Directive 1:
Count the lines in the rows below that contain the string "green", counting only matches with the same capitalization, and reply with the number alone.

Reading passage:
Saturday, October 29, 2011

Apple Spice Cake ~ 10.29.11


This delightful apple cake is a snap to put together. Just mix in the ingredients and pour into your greased bundt pan. Bundt cakes (if you grease properly and flour properly) - always come out looking so beautiful and fancy. The aroma that will fill your home as this cake bakes will definitely warm up your taste buds.
Be sure to make some caramel sauce (or buy a jar in a pinch- I love Tastefully Simple Creamy Caramel Sauce). I just happened to have a jar of Aldi's brand in my pantry, so that's what worked out for me the day I made this for our church group.

Once you make this, you'll agree this cake is worthy of a celebration- which was why I originally tried it! For my son's 4th birthday party we made this to go along with other fall treats. But it's just as great for a Sunday brunch, too.

Enjoy!


Apple Spice Cake
originally posted at She's a Crafty Pumpkin, Oct. 28, 2006
courtesy Dorothy Mae Brown, via Martha Stewart dot com

1 1/3 c vegetable oil
3 cups all purpose flour
1 Tbs cinnamon
1 tsp baking soda
1 tsp salt
2 cups sugar
3 eggs
3-4 Granny Smith apples, peeled, cored and cut into half inch pieces (I've used MacIntosh, too)

Extracted data:
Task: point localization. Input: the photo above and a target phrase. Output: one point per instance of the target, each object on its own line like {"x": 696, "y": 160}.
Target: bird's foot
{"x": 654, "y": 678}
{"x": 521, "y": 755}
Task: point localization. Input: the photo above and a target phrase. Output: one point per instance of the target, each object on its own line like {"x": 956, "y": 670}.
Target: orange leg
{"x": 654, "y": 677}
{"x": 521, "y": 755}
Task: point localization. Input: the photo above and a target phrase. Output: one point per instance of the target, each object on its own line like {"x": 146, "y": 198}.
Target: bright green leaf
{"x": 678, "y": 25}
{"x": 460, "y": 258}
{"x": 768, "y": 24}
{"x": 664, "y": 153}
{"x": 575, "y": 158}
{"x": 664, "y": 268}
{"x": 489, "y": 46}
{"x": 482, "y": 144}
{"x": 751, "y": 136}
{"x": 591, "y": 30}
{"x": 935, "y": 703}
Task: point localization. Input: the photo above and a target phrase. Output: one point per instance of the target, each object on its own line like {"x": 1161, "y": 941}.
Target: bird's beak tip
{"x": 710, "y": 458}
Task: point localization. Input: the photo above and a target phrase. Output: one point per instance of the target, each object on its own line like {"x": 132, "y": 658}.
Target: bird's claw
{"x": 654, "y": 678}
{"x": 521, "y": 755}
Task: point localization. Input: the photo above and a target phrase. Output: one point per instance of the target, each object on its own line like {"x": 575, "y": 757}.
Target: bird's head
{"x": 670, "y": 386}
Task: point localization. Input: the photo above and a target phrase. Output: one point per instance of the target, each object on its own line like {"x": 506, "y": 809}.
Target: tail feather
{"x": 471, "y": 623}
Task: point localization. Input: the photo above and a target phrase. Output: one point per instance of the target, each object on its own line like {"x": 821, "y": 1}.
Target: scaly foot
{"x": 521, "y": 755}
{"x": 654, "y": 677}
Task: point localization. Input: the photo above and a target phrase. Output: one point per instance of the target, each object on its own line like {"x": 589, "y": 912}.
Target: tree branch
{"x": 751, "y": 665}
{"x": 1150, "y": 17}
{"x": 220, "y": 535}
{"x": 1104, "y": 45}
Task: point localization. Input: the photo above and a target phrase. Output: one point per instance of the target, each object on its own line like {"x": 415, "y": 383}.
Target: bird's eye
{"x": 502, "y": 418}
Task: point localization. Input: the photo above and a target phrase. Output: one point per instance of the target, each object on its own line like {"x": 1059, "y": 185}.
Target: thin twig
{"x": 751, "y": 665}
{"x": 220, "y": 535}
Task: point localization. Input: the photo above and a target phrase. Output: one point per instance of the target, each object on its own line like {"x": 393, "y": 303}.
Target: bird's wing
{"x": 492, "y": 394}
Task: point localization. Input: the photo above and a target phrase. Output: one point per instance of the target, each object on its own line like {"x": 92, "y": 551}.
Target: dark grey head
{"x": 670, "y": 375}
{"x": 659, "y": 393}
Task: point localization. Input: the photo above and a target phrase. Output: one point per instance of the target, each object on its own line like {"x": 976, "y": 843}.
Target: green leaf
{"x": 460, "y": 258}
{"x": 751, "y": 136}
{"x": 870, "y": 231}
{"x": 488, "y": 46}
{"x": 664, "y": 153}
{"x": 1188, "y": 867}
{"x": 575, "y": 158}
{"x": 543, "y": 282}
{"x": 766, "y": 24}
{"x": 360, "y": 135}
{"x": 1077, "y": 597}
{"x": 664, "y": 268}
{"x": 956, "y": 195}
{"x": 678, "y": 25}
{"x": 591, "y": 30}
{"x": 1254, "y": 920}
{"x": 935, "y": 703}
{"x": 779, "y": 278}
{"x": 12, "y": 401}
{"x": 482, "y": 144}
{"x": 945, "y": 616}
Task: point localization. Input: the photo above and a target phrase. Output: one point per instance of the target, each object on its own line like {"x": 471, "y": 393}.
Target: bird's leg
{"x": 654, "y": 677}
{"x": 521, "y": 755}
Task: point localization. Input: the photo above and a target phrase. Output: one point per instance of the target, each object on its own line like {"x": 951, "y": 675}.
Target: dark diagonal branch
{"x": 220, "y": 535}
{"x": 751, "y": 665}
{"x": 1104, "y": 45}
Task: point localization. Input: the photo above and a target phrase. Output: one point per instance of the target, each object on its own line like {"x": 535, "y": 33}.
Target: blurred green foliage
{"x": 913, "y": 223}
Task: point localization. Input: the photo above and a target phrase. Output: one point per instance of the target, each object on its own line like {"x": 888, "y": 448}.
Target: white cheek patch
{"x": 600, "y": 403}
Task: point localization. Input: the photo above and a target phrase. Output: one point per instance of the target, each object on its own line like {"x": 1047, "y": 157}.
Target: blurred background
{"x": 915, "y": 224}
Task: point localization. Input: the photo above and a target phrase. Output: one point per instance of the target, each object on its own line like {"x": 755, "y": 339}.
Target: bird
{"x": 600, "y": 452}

==

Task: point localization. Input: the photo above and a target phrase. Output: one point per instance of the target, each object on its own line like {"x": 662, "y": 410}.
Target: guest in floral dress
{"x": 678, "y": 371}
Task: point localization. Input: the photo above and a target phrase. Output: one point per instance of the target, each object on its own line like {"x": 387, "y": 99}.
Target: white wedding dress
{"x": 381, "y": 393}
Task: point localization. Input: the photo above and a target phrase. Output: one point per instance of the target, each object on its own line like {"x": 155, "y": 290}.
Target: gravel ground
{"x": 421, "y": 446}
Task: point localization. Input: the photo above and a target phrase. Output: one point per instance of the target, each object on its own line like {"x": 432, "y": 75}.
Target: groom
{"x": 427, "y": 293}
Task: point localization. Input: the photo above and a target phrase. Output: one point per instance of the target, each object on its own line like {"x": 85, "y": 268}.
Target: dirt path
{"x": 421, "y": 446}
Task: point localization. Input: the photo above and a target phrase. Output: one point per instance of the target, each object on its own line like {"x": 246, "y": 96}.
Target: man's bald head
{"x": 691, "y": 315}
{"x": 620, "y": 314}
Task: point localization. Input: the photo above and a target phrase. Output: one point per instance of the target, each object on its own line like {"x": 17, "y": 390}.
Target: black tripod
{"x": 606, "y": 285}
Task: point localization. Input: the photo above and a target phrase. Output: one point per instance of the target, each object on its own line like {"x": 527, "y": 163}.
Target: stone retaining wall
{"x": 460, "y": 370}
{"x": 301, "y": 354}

Directive 2:
Pick up the apple spice cake recipe above right after its final line and keep writing it.

Task result 1:
3

Task result 2:
1 cup assorted nuts (optional)
1 tsp. pure vanilla extract
Caramel Sauce

--Preheat oven to 350°. Spray a 12-cup bundt pan with cooking spray; set aside.

-- Sift together flour, cinnamon, baking soda, and salt; set aside. 
 --In the bowl of an electric mixer fitted with the paddle attachment, combine vegetable oil, sugar, and eggs; mix on high speed until lemon yellow. 
--With mixer on medium speed, gradually add in dry ingredients until just incorporated. 
--Add apples and, if desired, nuts, to batter; mix to combine. Add vanilla, mixing until incorporated.
--Pour (it's rather thick, so use a spatula) batter into prepared pan, and bake until a cake tester inserted in the center comes out clean, 75 to 90 minutes. 
--Remove from oven, and cool slightly on a wire rack.
 --Invert cake onto rack; turn cake right-side up to cool completely on rack, and serve drizzled with caramel sauce.


Serves 10. (I've sliced into several more slices than that before, too)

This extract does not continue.